> _PROBLEM REQUIREMENTS_: Pull out each line of the listing below that contains the word "white", and copy those lines unchanged.

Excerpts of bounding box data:
=-=-=-=-=
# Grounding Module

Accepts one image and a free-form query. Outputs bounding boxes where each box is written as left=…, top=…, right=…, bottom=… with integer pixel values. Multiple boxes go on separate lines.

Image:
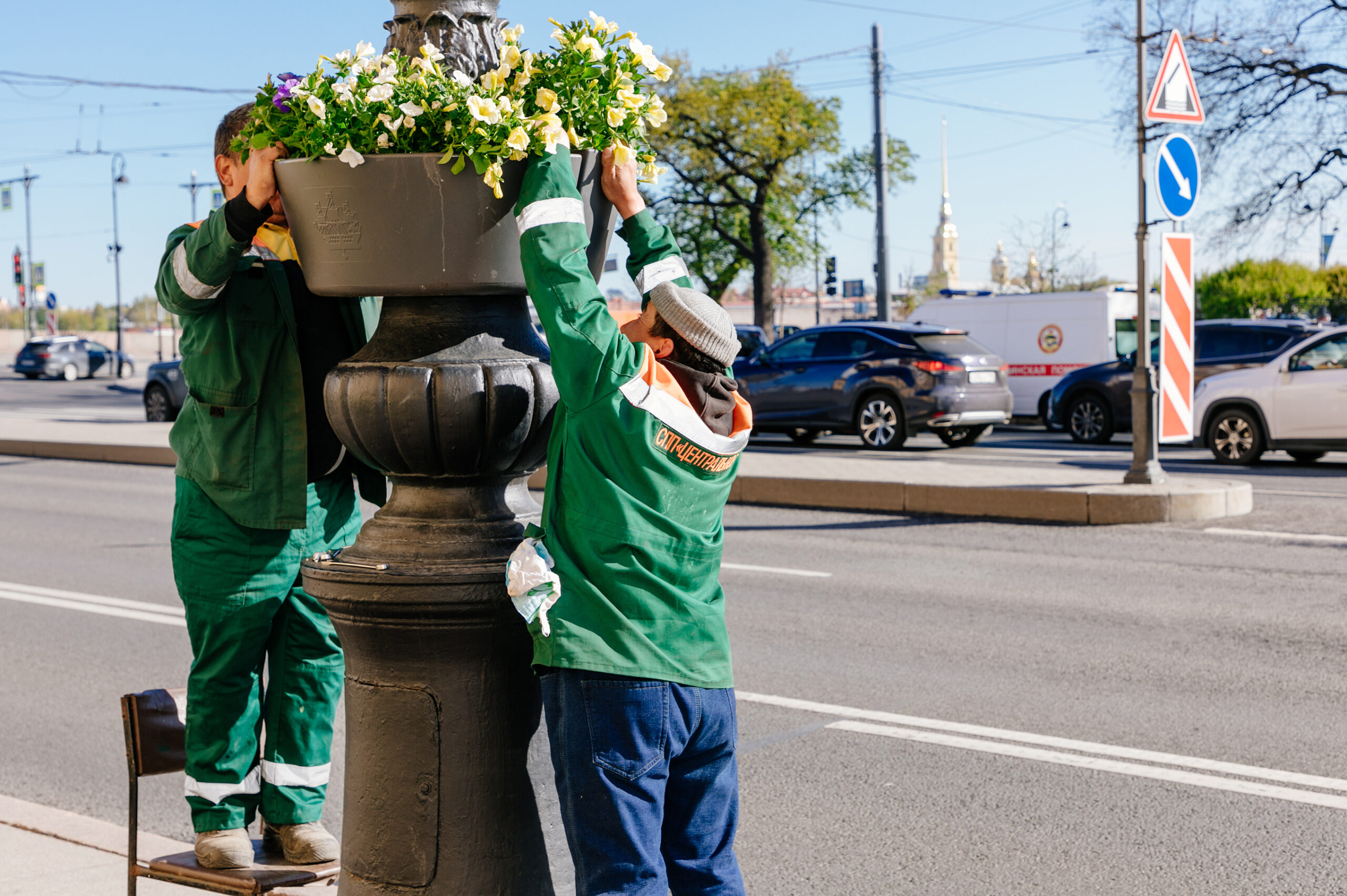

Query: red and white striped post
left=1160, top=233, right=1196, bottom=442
=-=-=-=-=
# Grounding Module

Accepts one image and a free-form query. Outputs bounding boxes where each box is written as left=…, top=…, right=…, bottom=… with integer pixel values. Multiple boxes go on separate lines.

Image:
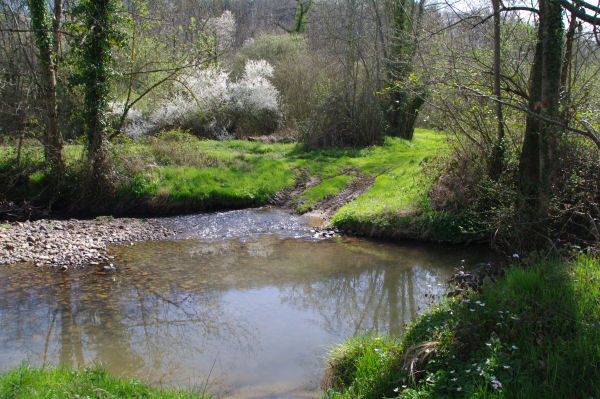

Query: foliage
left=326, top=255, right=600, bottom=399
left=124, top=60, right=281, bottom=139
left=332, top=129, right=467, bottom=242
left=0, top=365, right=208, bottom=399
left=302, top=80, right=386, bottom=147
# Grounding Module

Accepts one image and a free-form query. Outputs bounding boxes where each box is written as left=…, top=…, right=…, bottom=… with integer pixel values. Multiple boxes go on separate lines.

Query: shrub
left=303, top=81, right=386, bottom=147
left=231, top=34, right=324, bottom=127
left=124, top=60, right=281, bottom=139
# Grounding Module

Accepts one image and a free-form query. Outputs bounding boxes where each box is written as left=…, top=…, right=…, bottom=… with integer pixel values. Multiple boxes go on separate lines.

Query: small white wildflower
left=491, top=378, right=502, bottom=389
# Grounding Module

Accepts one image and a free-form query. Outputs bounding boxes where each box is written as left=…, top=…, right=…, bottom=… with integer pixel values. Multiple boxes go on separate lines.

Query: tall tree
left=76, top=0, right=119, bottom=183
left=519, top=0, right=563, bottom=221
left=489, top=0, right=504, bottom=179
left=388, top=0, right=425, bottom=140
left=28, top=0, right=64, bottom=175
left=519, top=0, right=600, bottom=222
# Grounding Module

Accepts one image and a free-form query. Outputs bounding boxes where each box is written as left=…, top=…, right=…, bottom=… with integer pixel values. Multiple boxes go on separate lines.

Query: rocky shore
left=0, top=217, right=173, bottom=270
=-=-=-=-=
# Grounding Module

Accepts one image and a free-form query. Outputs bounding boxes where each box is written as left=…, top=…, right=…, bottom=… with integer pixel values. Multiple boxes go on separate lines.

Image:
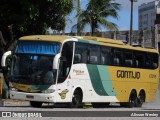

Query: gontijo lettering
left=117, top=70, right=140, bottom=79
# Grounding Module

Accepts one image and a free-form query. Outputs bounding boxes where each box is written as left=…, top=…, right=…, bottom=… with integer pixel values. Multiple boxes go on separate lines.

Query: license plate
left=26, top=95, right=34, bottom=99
=-=-=-=-=
> _TASK OUTPUT_:
Query: red and white striped post
Query: small white wildflower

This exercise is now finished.